SQL Server 2016 Preview Reveals Path to Azure and Big Data
The next version of the Microsoft flagship database promises to add dynamic extensions to Azure and real time links between structured and unstructured data.
The next release of Microsoft SQL Server will be a major upgrade to the relational database platform. SQL Server 2016 introduces substantial new capabilities that promise to advance organizations to manage data for business intelligence and analytics. It also is notably more suited to run both on-premises and in the Microsoft Azure cloud.
While most relational database needs have long been met by SQL Server, Oracle, IBM DB2, and MySQL, business intelligence and analytics have become an evolving target in recent years, with Microsoft occasionally providing leadership in a very competitive marketplace. Combined with the recently released Power BI 2.0 (see "First Look, Power BI 2.0"), perhaps Microsoft has shown it wants to recapture the lead.

WORK TO BE COMPLETED:
Answer these questions using the SQL Server 2016 article above.
1. Where is SQL Server 2016 notably more suited to run?
2. Which four products are named as having long met most relational database needs?
3. Which recently released product does the article pair with SQL Server 2016?

COLLECTED DATA:
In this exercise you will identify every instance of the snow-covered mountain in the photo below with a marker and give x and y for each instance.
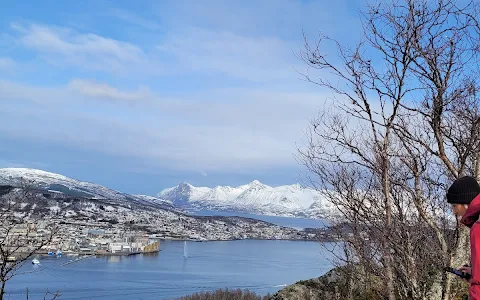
(255, 197)
(59, 183)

WRITTEN SOLUTION:
1. Both on-premises and in the Microsoft Azure cloud.
2. SQL Server, Oracle, IBM DB2, and MySQL.
3. Power BI 2.0.